◆ TO DO ◆
The string "buckle" may appear on lines of the entries below; report how many such lines there are, and only that.

Text-to-region grounding data:
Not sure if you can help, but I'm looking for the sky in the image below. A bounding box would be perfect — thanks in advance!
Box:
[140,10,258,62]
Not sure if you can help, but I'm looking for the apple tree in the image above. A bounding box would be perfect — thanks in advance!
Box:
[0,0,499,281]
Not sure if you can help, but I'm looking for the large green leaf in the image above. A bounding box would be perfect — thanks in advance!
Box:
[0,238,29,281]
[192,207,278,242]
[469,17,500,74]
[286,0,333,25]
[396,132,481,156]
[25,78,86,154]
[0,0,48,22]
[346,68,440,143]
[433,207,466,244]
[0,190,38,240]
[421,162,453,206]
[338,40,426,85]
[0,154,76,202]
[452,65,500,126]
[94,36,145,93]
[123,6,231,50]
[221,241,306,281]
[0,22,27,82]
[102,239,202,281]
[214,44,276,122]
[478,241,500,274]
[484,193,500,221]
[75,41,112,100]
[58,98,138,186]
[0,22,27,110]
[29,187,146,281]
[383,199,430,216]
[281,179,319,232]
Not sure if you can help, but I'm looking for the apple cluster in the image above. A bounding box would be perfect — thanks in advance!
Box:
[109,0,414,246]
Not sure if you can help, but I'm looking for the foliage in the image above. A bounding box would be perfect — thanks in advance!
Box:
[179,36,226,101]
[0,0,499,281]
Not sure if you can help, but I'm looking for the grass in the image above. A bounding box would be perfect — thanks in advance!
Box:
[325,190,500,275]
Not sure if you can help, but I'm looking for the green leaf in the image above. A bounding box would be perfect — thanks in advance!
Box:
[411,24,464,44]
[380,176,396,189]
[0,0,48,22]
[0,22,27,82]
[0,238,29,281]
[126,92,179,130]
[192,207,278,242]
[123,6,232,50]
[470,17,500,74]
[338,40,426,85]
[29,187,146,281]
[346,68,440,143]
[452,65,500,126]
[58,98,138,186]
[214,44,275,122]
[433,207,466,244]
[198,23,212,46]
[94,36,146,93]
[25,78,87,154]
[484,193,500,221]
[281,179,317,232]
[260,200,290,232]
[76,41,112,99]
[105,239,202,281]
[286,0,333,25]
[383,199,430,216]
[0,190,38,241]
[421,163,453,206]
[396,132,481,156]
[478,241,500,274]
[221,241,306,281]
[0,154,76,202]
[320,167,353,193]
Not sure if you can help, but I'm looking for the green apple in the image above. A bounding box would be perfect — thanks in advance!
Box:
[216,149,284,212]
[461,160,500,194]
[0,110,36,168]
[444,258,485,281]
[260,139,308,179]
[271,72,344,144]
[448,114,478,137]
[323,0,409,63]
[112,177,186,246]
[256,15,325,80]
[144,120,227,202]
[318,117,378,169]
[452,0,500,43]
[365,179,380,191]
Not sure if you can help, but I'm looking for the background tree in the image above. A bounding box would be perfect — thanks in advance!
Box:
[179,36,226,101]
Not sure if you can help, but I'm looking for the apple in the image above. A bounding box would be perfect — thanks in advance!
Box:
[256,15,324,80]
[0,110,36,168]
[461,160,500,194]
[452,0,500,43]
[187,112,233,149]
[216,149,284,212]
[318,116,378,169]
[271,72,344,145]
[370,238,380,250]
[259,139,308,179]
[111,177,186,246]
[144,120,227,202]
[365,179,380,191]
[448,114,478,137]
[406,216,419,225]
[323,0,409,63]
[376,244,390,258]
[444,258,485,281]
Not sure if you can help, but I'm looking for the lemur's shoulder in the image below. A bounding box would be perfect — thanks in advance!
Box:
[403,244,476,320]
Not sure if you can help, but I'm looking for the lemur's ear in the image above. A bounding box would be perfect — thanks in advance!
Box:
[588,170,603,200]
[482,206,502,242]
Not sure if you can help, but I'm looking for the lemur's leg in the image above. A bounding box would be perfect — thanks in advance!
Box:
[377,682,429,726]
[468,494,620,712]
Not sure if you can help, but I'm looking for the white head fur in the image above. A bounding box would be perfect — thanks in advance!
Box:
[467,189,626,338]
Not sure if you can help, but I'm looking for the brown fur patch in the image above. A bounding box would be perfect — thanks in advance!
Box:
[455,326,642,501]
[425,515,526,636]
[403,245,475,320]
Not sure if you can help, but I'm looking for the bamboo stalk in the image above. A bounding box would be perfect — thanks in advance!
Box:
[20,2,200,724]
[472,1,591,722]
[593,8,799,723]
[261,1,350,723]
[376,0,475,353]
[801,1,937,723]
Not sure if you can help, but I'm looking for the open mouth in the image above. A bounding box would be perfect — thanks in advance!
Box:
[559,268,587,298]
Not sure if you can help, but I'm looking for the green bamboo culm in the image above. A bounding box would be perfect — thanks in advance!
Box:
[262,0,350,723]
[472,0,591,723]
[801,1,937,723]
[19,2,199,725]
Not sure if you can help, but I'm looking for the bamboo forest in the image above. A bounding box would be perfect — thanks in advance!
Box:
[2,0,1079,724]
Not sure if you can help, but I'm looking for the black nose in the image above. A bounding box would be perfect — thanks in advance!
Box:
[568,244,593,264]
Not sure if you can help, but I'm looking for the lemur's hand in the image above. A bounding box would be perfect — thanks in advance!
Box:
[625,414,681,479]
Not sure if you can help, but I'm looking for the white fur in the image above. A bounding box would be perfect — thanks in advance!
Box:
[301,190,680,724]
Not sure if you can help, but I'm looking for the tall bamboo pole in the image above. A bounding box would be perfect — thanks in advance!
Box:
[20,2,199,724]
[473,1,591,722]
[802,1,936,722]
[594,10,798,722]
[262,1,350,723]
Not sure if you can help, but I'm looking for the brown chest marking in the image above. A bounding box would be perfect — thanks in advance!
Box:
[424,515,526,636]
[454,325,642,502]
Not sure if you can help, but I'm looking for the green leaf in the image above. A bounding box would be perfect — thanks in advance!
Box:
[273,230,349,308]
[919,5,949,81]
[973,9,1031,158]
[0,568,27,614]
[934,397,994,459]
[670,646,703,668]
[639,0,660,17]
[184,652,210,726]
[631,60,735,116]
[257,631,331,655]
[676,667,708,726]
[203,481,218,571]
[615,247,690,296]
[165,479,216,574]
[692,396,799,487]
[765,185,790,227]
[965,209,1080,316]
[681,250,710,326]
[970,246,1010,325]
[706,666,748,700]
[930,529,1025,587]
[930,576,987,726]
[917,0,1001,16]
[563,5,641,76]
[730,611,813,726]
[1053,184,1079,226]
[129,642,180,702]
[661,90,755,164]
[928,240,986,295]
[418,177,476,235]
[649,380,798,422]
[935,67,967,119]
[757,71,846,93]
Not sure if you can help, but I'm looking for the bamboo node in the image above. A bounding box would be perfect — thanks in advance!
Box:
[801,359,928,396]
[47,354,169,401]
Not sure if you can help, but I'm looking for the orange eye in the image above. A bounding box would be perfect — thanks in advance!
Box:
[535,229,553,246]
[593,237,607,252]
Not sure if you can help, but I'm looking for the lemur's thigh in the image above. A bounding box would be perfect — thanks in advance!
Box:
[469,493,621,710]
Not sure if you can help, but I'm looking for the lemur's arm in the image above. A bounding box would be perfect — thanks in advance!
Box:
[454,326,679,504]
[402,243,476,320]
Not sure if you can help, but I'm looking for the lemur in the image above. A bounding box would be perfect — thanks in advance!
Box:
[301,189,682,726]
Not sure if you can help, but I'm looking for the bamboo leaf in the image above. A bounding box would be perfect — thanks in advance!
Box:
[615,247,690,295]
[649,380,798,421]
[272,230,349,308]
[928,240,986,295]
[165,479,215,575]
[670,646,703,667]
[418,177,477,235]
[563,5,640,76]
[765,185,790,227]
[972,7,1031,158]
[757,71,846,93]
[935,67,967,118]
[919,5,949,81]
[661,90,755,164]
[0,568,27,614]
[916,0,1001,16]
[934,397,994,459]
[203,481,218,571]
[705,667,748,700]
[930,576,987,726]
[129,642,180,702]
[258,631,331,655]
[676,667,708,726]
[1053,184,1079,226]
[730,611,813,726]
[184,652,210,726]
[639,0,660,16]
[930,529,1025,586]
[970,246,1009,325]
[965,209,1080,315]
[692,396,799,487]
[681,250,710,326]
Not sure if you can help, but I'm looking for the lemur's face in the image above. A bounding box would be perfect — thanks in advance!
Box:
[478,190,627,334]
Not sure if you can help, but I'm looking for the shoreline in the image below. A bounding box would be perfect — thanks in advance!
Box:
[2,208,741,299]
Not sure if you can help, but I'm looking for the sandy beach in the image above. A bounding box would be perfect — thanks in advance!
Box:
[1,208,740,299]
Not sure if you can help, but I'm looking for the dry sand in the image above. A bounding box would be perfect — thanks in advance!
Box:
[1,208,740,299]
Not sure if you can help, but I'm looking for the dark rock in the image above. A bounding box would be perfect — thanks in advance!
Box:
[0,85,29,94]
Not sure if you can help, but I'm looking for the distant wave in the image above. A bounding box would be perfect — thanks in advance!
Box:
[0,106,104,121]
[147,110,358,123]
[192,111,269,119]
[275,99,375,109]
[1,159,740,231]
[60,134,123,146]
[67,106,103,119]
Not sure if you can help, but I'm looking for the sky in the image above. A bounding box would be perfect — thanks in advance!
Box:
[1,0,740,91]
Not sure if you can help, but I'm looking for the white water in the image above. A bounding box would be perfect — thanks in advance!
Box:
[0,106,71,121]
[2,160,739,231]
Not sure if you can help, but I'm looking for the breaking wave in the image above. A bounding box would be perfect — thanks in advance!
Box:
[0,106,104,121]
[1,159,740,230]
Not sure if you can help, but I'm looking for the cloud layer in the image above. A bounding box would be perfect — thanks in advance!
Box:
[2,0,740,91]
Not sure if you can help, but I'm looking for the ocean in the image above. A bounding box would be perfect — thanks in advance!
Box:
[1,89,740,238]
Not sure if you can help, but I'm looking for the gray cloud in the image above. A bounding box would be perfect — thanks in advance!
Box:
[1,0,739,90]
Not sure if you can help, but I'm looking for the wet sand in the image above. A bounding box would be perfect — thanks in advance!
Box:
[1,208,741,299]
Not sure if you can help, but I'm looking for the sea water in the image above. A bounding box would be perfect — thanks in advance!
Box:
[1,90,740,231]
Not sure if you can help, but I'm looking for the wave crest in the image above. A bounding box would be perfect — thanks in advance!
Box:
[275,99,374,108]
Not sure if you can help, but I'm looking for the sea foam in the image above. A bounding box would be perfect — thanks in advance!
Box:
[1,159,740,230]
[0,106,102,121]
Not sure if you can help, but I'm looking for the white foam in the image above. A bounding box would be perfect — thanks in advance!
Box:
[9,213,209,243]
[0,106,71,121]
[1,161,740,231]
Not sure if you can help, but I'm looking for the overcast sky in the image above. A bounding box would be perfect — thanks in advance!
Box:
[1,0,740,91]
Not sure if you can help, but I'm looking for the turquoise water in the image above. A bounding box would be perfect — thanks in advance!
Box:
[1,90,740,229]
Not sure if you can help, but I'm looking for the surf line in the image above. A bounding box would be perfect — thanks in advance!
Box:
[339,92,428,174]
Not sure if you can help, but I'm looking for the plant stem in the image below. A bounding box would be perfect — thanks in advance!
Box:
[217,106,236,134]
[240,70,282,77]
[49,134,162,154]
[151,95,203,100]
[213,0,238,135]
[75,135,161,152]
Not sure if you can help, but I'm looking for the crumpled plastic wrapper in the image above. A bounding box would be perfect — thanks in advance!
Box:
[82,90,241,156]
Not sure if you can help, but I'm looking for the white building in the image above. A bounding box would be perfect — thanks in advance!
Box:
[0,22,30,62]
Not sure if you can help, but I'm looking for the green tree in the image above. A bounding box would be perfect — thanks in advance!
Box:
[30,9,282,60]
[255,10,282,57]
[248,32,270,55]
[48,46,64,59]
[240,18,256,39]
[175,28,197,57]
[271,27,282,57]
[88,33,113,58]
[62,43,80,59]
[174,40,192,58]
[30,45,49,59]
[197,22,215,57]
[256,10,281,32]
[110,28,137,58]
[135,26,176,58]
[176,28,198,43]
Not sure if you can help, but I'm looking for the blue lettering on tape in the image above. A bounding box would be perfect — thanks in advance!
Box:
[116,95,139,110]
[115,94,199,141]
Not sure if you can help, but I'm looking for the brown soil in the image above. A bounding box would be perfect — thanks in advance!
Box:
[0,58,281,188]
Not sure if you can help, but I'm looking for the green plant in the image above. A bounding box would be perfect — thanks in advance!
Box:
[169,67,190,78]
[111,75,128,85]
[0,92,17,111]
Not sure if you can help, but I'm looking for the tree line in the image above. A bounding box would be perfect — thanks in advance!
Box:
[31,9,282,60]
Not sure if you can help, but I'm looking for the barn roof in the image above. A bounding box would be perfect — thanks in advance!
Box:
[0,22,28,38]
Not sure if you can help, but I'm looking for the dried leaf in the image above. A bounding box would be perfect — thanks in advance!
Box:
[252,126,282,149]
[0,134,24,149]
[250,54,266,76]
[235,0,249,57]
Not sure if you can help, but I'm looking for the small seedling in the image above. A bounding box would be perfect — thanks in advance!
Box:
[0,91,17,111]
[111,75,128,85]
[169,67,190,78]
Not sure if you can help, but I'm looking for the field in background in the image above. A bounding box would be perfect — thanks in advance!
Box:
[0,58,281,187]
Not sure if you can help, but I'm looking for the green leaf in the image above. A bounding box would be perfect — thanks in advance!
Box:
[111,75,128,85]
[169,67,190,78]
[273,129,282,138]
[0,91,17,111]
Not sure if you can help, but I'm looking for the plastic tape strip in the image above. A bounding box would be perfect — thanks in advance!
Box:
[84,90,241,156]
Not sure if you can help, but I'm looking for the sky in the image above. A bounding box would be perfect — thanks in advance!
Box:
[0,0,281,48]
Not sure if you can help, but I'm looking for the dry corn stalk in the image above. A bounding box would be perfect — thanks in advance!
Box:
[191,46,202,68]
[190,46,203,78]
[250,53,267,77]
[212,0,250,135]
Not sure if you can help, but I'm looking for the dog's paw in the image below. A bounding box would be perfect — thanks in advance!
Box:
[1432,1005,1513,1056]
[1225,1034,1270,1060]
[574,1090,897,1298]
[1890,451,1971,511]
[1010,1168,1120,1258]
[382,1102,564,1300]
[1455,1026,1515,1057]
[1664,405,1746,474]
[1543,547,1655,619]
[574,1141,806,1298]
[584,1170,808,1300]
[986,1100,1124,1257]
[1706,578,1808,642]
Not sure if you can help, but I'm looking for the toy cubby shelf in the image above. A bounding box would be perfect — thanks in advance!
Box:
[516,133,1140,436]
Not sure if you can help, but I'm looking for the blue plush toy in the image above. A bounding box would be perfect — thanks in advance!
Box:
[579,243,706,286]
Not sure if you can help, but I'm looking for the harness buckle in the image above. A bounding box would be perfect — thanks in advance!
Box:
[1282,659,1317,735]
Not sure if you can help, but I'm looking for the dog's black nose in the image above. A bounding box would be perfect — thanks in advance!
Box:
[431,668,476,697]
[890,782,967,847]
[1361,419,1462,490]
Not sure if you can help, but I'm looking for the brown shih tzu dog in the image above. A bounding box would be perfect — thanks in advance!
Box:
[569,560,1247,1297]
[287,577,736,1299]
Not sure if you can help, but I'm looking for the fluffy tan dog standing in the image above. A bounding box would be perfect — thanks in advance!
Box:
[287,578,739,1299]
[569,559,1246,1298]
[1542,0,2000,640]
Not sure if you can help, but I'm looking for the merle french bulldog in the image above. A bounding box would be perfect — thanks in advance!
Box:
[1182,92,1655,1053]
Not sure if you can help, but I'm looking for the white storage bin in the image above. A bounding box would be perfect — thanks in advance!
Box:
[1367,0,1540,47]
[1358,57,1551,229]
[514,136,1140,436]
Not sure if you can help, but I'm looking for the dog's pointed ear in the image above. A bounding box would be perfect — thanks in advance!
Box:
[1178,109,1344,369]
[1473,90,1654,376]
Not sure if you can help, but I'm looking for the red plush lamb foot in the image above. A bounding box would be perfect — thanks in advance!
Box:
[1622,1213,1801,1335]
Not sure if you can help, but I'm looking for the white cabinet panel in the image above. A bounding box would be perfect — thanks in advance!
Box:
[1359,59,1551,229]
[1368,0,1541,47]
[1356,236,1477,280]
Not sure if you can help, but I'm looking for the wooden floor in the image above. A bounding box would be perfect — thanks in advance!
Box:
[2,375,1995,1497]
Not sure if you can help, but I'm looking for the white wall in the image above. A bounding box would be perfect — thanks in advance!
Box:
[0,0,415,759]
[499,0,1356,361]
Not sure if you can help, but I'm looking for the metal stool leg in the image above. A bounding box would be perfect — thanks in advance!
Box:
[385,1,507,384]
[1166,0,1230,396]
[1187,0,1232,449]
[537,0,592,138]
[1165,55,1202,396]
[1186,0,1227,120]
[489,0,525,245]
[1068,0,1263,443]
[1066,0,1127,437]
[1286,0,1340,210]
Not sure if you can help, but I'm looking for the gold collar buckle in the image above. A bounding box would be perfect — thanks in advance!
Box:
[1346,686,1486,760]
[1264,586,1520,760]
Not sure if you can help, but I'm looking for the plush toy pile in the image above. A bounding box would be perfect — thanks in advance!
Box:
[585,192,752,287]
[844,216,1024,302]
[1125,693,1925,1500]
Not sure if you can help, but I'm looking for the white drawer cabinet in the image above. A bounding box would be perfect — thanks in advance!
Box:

◆ WRITTEN REPLY ◆
2